Estratto del documento
==================================================

Il premier: Ignazio Marino salta, ma dopo il Giubileo

Matteo Renzi: Ignazio Marino salta alla fine del Giubileo. Ormai non si contano più le gaffes e gli scivoloni del primo cittadino della Capitale, il sindaco – chirurgo che sembra aver fatto irritare il Papa in persona; ma dalle parti di Matteo Renzi, rimane una certa serenità: i programmi non cambiano, il dossier Roma, si può dire, è sostanzialmente archiviato, il sindaco è commissariato da alcuni “gendarmi di eccezione” e l’Anno Santo della Misericordia è troppo vicino per muovere alcunché. I conti, spiegano da Palazzo Chigi, si faranno dopo.

MATTEO RENZI: IGNAZIO MARINO SALTA ALLA FINE DEL GIUBILEO

Su Repubblica Goffredo de Marchis riporta il tam tam dai palazzi del potere.

Ignazio Marino rimarrà a bagnomaria fino alla fine del 2016, quando calerà il sipario sul Giubileo della Misericordia. Puntellato dal prefetto di Roma Franco Gabrielli e dal nuovo Pd romano del commissario Matteo Orfini. «Poi anch’io lascerò l’incarico che scade esattamente tra un anno», dice il presidente del Partito democratico. A quel punto, il sindaco di Roma rimarrà solo e la legislatura comunale verrà interrotta con dodici mesi di anticipo. «A Roma si vota nel 2017 — ripete Matteo Renzi parlando con i suoi collaboratori — . Prima non possiamo fare niente, l’Anno santo è praticamente cominciato».

I renziani romani ormai rassegnati a convivere col sindaco, non commentano; a difendere Ignazio Marino solo il recentemente prorogato commissario romano Matteo Orfini che però sta mostrando un cambio di passo, sopratutto nelle parole e nei toni usati per sostenere il lavoro della giunta.

Muto Paolo Gentiloni, muto Roberto Giachetti. La pratica è affidata nelle sclusive mani di Orfini. E Orfini non si tira indietro. Non difende più il sindaco-chirurgo, considera l’intero lavoro per risollevare la città eterna sulle spalle del Pd capitolino. «Basta dichiarazioni, basta interviste, basta video — intima il commissario — . A cominciare dal sindaco. Dobbiamo lavorare con i fatti, in operoso silenzio ». Un anno di tempo per recuperare credibilità e prepararsi alla scadenza elettorale. Un anno per salvare il salvabile cambiando la Capitale e non facendo danni con il Giubileo. Tocca a Gabrielli e ai dem rappresentati nella giunta dall’assessore ai Trasporti Stefano Esposito, che prende fischi, va alle assemblee di pendolari infuriati e ci mette la faccia e al vicesindaco Marco Causi, vero referente del governo in Campidoglio. Marino è tra parentesi, in questo schema e con questa road map gli resta il titolo. Poco altro.

==================================================

Dati forniti
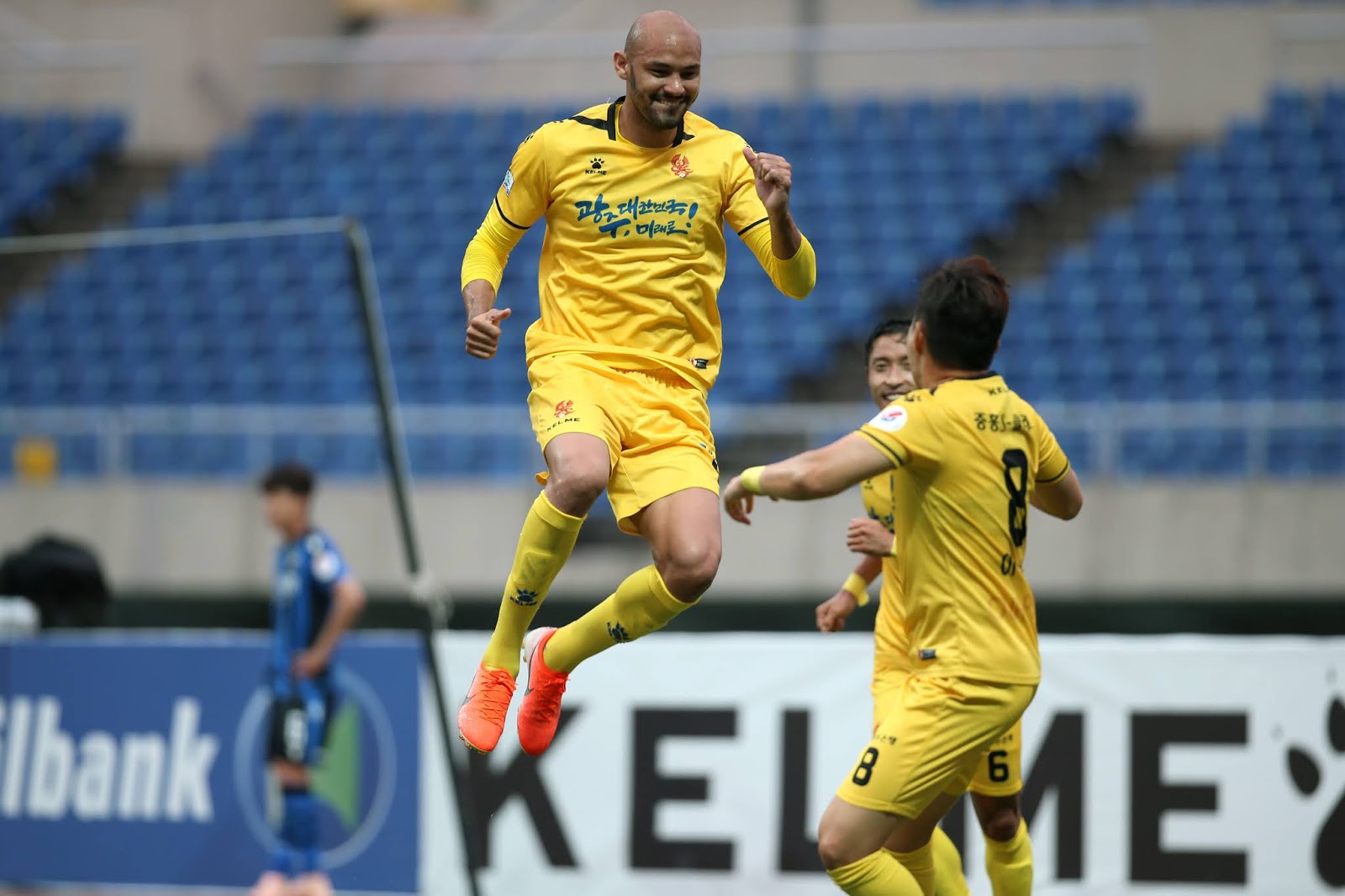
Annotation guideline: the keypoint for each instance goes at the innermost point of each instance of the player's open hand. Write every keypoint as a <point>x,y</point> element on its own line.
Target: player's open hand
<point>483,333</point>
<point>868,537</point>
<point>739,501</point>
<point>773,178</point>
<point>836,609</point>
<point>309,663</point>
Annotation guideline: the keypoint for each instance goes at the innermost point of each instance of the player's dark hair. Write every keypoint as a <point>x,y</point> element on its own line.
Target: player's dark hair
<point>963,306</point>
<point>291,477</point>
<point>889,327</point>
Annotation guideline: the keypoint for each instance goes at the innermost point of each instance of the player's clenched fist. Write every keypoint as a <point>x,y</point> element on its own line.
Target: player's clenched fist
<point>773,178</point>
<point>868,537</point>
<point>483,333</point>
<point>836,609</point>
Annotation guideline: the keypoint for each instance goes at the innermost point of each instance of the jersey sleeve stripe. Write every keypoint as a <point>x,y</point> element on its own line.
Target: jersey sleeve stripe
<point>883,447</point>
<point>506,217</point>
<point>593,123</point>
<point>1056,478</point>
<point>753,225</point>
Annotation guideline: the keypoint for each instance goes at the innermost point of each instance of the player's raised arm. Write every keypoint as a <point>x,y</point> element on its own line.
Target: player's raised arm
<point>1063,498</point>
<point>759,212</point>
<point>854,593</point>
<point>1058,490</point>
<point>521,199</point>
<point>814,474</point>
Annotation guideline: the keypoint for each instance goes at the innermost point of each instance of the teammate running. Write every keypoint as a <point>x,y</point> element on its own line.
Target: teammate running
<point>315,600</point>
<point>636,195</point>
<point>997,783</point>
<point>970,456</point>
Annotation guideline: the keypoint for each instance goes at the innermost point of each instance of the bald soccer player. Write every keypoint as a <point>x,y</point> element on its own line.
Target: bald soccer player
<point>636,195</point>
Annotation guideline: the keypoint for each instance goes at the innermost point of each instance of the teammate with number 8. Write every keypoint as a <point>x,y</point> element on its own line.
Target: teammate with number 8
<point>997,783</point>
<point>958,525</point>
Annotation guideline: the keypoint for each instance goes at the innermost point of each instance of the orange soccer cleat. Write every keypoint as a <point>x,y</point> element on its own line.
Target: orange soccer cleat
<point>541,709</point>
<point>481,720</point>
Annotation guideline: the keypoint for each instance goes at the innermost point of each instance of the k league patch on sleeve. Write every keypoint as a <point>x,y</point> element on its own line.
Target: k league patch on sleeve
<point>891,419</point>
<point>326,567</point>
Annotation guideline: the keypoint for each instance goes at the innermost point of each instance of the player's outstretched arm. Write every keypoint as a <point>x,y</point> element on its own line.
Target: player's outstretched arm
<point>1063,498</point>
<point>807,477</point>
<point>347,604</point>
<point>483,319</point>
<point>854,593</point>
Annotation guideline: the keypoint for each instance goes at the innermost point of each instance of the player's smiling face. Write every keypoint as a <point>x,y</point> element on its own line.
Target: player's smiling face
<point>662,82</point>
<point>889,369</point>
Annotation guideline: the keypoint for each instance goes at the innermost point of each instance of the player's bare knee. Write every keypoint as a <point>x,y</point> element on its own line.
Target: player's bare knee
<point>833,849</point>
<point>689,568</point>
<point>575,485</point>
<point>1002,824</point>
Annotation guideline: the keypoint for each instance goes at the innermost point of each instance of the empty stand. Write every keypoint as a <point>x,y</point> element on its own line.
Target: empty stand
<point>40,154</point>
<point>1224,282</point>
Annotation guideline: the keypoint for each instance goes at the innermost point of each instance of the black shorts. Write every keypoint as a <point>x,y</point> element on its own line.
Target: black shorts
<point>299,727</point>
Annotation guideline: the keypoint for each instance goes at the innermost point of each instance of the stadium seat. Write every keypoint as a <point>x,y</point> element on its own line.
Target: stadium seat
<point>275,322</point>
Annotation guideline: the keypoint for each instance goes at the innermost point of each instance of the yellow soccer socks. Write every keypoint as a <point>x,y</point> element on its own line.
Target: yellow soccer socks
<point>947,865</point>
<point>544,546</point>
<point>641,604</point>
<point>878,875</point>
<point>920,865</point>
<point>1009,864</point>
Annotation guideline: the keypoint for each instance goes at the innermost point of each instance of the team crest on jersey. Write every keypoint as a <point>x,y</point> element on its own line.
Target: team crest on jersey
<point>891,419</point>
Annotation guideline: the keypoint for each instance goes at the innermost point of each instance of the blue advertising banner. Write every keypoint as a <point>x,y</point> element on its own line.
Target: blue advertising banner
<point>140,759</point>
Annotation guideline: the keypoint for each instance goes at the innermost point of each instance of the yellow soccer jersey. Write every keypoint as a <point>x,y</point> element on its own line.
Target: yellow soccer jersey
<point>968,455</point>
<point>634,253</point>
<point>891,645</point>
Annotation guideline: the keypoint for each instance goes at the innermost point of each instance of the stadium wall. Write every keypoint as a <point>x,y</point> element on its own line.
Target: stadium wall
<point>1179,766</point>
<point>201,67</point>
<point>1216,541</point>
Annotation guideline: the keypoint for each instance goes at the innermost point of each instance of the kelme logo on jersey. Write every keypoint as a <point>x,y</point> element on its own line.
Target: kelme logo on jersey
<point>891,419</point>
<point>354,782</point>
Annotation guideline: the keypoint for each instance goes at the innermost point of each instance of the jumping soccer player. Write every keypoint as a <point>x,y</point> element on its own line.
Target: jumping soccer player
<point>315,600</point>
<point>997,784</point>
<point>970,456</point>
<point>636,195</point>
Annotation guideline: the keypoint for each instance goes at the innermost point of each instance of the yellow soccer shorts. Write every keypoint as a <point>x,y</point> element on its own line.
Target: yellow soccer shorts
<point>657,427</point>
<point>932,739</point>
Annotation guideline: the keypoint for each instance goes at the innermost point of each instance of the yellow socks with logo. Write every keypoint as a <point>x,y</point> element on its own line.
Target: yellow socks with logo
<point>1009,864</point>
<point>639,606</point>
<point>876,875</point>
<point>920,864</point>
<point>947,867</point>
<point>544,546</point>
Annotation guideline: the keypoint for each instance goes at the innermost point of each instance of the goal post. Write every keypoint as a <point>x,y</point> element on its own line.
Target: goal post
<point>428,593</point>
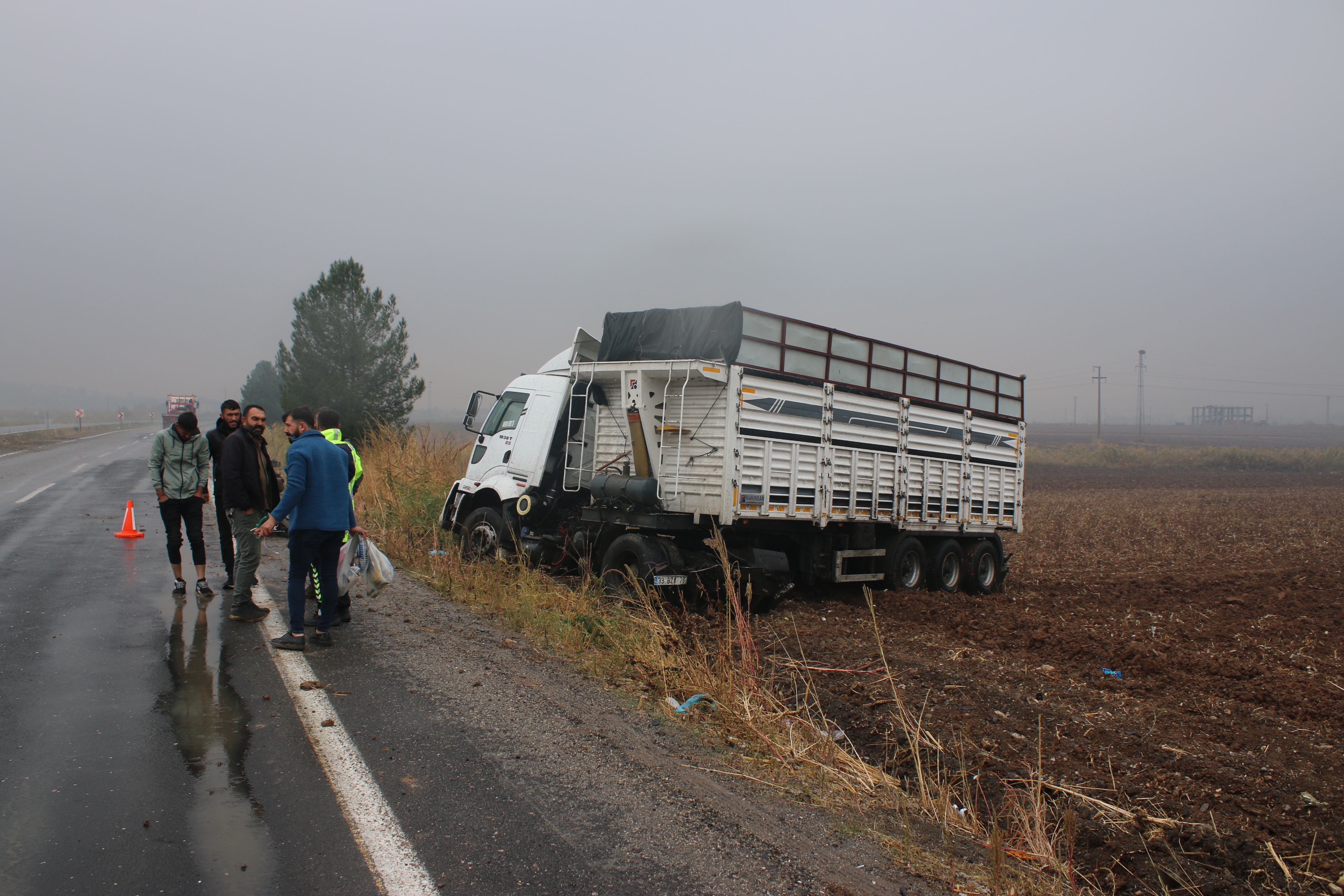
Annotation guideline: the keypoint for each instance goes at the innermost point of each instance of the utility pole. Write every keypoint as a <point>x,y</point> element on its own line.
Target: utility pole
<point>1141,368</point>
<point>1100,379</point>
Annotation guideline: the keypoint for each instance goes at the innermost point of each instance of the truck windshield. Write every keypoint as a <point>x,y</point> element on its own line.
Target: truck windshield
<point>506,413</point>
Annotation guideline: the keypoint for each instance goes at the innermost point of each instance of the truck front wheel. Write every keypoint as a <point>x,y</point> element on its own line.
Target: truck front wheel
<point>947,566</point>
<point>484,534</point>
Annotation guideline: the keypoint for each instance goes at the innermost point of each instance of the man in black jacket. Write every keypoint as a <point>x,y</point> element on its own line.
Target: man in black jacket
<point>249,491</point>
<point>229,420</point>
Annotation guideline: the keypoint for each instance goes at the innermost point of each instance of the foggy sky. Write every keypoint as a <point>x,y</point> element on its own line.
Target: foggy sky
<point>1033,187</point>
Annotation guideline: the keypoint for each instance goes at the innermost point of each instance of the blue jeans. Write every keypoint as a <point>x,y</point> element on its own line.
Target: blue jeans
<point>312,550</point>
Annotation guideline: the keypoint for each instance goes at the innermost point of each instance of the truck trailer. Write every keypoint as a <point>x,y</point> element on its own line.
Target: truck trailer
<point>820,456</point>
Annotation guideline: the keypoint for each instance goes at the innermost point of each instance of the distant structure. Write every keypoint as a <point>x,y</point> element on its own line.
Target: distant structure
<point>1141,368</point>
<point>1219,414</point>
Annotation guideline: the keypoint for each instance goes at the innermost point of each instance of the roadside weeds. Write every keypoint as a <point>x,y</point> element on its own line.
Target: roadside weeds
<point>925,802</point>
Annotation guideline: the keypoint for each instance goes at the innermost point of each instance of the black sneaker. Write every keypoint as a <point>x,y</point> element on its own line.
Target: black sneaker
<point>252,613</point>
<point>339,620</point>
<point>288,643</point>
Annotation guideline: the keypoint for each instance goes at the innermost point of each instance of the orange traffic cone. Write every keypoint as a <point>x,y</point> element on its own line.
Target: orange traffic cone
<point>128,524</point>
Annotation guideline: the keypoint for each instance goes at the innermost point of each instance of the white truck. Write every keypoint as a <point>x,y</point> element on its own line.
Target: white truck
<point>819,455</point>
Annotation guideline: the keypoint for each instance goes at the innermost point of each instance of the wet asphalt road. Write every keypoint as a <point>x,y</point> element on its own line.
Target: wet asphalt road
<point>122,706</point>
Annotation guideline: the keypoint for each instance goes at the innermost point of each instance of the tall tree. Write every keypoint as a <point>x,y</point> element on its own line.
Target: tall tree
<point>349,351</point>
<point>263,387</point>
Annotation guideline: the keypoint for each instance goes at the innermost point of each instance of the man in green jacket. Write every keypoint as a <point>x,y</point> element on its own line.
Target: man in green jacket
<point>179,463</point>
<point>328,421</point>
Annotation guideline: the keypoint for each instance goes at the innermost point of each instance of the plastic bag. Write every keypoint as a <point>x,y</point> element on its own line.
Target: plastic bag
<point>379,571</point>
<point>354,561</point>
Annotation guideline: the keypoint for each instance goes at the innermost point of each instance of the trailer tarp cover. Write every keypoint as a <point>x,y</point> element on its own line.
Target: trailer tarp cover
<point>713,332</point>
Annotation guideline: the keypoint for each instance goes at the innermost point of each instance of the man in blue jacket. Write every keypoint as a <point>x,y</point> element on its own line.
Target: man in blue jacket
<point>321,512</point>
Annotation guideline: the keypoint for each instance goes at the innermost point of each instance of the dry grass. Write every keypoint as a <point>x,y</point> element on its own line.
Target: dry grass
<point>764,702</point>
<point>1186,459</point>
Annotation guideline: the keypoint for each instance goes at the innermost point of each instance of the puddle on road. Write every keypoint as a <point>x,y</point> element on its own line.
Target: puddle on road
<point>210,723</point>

==================================================

Problemi da risolvere
**1.** Nell'articolo su Ignazio Marino e il Giubileo, chi è l'assessore ai Trasporti che rappresenta il Pd nella giunta?
**2.** Trascrivi senza alcuna modifica le righe dei record dalla riga che contiene "the orange soccer" alla riga che contiene "<point>326,567</point>", entrambe comprese.
Il testo e i record non hanno la stessa provenienza.

Soluzioni degli esercizi
**1.** Stefano Esposito.

**2.**
Annotation guideline: the keypoint for each instance goes at the innermost point of each instance of the orange soccer cleat. Write every keypoint as a <point>x,y</point> element on its own line.
Target: orange soccer cleat
<point>541,709</point>
<point>481,720</point>
Annotation guideline: the keypoint for each instance goes at the innermost point of each instance of the k league patch on sleeve. Write every keypoint as a <point>x,y</point> element on its own line.
Target: k league patch on sleeve
<point>891,419</point>
<point>326,567</point>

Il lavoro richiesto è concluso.